##### Raw data #####

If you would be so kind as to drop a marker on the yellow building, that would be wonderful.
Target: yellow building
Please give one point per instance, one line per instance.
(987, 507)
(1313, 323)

#####

What to produce: Where a line of the records holds the word "yellow", copy that line.

Exercise result:
If you would be so kind as to drop a marker on the yellow building, that would be wonderful.
Target: yellow building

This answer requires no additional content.